Resting-state paradigm

The NIRS signals were acquired during the resting state as previously described22. The subjects were seated in a comfortable chair in a silent room to achieve a resting-state condition. They were instructed to focus on the central fixation point displayed on a monitor during the NIRS measurement while keeping their eyes open and remaining still. The NIRS measurement commenced when the subject continually focused on the fixation point on the monitor for 3 min while at rest. The resting paradigm was of relatively short duration, thus enabling patients to continue following the instructions without falling asleep.

Data analysis

The time courses of oxy- and deoxy-Hb signals were plotted using the BRainSuite_Analyzer (BRSystems. Inc., Kanagawa, Japan) with low pass filter (<0.1 Hz) to eliminate physiological noises, such as those of the heartbeat, respiration, and quick body movements35,48. Relative changes in oxy-Hb signals were analysed according to a previous report that demonstrated a strong correlation between oxy-Hb NIRS measurements and blood oxygenation level-dependent signals measured using fMRI49. The ALFF and fALFF were analysed using the ALFF/fALFF software (BRSystems Inc.; Brainsuit ALFF; Kanagawa, Japan) according to previous reports8,50. This software first transformed the time series of the NIRS data to a frequency domain using the fast Fourier transform, and the power spectrum was obtained for each channel. Then, the square root was calculated at each frequency of the power spectrum. The ALFF was calculated as the sum of the square root across the low-frequency range (0.01–0.08 Hz), and the value of the ALFF was divided by the square root across the total frequency range between 0 and 0.25 Hz to calculate the fALFF.

Statistics

The ALFF and fALFF were compared between schizophrenia and control groups using the Student’s t-test on the 10 individual channels of NIRS. For the channels where significant changes of the ALFF/fALFF were observed in the schizophrenia group, stepwise multiple regression analysis was conducted to investigate the association between the ALFF/fALFF and clinical variables, including the CRDPSS scores. The ALFF or fALFF was analysed as the dependent variable, and the independent variables were set with clinical variables, such as CRDPSS scores, GAF score, current age, onset age, illness duration, and the chlorpromazine-equivalent antipsychotic dose. The threshold for the significance of p-values was set at 0.005 (0.05/10) by the Bonferroni correction because 10 channel regions were measured in this study. All statistical tests were two-tailed and were conducted using GraphPad Prism 6.0 for Windows version 6.07 (GraphPad Software, Inc., La Jolla, CA, USA) or SPSS version 25.0 (IBM Inc., New York, USA).

Exclusion of probe error channels

Within the 10 channels measured using NIRS, those judged to be probe errors by the WOT-100 software were excluded from the analysis for each subject. According to this criterion, ch2 was excluded for two patients; ch3, ch7, and ch9 were excluded for one patient; ch8 was excluded for three patients; and ch10 was excluded for seven patients with schizophrenia. There were no probe errors in the control subjects. Because the number of the probe errors on ch10 was significantly different between the schizophrenia and control groups (Fischer’s exact test; p = 0.008), we eliminated the whole dataset of ch10 from the analysis. Notably, ch4, ch5, and ch6 were intact for all patients with schizophrenia and the control subjects.

REQUIRED ACTIONS
a - Reproduce the part of the NIRS methods excerpt that opens with the words containing "Resting-state paradigm" and closes with "without falling asleep.".
b - Answer these questions from the NIRS methods excerpt:
(i) How long did the subjects focus on the fixation point during the resting-state measurement?
(ii) What threshold was set for the significance of p-values?
(iii) Which channel's whole dataset was removed from the analysis?
The listing after this has no connection to the NIRS methods excerpt.

[Recorded data]
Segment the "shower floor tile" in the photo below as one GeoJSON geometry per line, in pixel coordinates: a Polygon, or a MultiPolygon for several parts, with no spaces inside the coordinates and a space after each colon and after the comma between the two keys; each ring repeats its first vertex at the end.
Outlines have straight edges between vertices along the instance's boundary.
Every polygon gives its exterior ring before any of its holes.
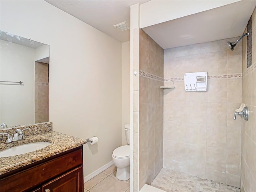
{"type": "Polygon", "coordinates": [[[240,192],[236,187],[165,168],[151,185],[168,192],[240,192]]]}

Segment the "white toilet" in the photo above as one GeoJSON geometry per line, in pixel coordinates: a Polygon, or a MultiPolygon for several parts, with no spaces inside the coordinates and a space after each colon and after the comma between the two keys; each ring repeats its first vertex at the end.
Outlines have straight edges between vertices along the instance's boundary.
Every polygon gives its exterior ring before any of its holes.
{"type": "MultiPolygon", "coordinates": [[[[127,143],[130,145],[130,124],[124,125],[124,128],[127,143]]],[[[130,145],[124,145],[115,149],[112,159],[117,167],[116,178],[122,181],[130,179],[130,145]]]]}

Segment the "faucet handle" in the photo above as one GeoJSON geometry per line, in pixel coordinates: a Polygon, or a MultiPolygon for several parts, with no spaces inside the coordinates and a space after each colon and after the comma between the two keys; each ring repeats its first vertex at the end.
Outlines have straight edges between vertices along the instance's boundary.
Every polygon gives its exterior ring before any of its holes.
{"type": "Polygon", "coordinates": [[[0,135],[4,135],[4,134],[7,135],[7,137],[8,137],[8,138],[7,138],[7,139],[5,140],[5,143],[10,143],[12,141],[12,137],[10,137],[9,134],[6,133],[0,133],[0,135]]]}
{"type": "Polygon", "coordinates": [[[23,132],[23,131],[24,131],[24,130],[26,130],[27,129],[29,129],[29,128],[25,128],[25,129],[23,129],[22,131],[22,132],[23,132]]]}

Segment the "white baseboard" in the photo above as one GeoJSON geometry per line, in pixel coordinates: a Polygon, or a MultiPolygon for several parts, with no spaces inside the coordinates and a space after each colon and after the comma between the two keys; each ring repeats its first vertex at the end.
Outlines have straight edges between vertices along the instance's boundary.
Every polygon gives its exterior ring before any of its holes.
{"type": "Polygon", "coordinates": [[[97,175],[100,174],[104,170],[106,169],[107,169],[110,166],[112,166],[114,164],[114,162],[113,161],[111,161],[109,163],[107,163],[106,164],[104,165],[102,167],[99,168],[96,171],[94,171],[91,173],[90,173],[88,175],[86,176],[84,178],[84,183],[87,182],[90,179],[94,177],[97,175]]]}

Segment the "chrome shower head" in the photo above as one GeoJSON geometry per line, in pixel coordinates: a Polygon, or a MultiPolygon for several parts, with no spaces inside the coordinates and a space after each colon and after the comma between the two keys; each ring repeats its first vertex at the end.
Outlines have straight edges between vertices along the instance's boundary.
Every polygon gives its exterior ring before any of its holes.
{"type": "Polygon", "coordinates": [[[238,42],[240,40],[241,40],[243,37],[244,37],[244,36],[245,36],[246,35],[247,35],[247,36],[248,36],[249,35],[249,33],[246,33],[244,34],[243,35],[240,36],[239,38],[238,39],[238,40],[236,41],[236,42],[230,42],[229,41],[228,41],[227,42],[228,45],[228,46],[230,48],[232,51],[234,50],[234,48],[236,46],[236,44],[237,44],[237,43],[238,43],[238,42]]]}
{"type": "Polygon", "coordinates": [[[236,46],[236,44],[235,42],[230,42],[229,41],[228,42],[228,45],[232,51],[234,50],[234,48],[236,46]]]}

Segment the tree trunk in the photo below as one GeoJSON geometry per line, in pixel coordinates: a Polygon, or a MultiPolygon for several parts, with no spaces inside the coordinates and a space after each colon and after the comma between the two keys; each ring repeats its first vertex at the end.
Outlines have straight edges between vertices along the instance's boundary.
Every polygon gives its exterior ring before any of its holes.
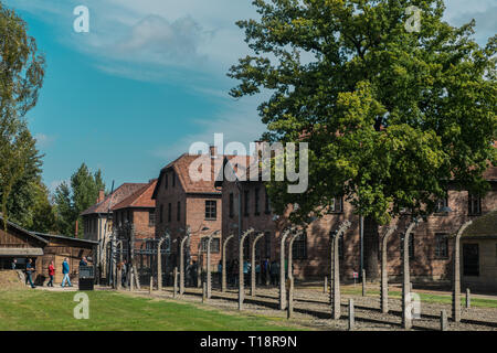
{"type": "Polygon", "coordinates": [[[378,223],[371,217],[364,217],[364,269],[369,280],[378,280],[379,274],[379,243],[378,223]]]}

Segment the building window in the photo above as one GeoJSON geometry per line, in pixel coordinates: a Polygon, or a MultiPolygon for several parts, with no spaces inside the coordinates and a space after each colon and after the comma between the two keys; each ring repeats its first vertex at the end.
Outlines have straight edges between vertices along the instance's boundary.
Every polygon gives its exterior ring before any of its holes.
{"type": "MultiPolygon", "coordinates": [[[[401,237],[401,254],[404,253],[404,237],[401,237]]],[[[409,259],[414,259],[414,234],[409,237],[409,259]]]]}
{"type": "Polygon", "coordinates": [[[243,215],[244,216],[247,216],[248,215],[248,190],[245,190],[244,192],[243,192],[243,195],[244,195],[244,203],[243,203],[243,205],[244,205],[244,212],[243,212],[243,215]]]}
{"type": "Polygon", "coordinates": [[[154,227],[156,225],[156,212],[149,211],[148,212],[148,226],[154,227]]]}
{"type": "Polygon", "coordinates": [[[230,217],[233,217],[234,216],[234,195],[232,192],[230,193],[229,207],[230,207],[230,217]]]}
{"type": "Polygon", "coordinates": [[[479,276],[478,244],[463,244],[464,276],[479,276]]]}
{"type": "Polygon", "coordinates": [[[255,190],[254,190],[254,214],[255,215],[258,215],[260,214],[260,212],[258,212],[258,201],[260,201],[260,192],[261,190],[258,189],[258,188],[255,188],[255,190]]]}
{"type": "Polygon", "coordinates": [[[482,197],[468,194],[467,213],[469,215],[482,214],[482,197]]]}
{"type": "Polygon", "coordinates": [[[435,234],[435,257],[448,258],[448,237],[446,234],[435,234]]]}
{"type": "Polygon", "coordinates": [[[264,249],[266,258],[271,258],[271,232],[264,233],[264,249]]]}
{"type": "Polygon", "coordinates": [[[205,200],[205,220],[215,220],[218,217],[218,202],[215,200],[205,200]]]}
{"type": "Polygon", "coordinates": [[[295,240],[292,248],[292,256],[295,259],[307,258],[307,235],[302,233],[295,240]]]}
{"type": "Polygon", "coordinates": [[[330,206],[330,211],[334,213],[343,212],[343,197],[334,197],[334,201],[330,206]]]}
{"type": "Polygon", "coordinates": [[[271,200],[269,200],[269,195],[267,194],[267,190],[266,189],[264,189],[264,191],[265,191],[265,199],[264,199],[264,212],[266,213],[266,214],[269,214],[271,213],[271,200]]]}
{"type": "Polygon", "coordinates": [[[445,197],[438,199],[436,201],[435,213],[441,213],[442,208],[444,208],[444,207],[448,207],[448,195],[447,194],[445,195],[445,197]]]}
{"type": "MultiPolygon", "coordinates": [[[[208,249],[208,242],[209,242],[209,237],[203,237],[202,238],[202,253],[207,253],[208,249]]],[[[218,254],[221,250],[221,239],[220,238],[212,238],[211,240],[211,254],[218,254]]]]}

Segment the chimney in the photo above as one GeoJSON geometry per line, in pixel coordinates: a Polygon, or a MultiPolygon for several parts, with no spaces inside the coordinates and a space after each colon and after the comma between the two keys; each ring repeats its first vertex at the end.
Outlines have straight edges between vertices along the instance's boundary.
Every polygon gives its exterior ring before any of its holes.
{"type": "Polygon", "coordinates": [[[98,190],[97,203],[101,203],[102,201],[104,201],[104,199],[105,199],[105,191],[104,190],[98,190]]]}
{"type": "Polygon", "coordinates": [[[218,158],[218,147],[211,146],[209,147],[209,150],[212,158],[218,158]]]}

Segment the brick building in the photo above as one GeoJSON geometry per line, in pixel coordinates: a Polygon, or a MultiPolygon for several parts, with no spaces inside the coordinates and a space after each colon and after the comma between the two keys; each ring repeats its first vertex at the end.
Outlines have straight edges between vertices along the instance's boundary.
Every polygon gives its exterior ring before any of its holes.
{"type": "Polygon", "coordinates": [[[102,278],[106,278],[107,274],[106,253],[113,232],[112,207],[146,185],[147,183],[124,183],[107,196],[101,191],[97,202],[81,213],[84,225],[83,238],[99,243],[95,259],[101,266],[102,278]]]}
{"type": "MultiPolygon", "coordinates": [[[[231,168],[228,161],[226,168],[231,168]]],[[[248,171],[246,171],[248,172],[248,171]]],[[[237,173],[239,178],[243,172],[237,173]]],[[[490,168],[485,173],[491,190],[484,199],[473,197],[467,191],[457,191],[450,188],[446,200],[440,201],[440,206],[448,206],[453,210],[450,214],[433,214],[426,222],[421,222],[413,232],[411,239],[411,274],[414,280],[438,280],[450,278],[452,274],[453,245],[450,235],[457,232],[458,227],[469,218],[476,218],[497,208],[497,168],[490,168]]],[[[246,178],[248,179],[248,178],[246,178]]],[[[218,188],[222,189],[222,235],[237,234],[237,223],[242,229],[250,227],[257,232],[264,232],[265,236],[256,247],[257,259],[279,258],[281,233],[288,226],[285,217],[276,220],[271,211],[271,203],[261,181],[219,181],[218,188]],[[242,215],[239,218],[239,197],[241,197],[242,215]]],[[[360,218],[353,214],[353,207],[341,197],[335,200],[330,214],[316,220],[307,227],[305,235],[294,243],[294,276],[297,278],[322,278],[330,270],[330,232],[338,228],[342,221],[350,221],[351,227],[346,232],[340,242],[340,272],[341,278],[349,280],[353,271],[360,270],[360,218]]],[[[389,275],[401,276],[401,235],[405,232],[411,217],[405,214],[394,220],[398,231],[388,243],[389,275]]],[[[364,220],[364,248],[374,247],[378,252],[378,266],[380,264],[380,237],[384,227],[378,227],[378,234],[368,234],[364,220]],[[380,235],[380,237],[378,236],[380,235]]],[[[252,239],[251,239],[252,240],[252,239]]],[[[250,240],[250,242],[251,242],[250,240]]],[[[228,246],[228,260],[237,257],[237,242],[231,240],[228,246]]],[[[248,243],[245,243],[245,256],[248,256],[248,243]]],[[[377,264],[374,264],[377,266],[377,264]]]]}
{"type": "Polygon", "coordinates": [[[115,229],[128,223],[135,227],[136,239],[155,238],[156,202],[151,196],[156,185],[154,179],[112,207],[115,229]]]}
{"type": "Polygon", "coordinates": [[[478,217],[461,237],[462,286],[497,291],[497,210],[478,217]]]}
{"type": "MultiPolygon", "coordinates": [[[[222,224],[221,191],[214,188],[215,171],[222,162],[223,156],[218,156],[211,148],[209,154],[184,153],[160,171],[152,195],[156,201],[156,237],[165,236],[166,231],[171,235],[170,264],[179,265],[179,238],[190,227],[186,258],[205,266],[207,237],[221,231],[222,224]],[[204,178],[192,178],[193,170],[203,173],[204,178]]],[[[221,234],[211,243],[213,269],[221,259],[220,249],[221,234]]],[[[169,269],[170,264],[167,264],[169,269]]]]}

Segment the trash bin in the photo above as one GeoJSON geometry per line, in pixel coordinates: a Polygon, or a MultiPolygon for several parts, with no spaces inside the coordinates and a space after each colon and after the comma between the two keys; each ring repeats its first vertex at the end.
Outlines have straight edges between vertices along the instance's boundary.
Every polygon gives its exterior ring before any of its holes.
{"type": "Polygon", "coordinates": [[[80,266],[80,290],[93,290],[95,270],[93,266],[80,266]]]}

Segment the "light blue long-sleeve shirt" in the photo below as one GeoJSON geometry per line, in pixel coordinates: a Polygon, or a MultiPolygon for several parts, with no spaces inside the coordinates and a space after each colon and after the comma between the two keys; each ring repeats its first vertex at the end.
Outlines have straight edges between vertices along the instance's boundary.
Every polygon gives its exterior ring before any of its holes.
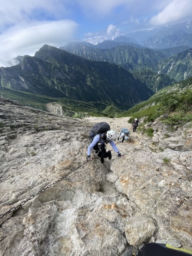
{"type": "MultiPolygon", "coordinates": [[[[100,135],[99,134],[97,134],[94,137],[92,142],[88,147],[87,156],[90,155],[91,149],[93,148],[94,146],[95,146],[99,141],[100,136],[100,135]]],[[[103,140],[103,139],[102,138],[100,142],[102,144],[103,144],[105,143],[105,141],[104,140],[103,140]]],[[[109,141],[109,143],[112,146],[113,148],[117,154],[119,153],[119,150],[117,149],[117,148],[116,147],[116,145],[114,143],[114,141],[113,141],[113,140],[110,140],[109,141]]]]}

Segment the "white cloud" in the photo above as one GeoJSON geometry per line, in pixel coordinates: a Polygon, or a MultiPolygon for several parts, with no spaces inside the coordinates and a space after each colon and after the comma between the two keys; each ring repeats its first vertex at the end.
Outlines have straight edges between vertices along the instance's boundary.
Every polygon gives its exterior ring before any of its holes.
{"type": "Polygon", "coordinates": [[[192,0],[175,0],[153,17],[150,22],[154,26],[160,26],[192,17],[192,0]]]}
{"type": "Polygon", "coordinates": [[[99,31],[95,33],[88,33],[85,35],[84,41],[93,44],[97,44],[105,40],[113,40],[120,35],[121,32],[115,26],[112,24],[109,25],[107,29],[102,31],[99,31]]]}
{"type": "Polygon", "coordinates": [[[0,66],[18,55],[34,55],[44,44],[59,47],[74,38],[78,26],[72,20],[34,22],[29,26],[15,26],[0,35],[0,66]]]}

COMPLETED EXERCISE
a -
Resting-state paradigm

The NIRS signals were acquired during the resting state as previously described22. The subjects were seated in a comfortable chair in a silent room to achieve a resting-state condition. They were instructed to focus on the central fixation point displayed on a monitor during the NIRS measurement while keeping their eyes open and remaining still. The NIRS measurement commenced when the subject continually focused on the fixation point on the monitor for 3 min while at rest. The resting paradigm was of relatively short duration, thus enabling patients to continue following the instructions without falling asleep.

b -
(i) 3 minutes
(ii) 0.005 (0.05/10)
(iii) ch10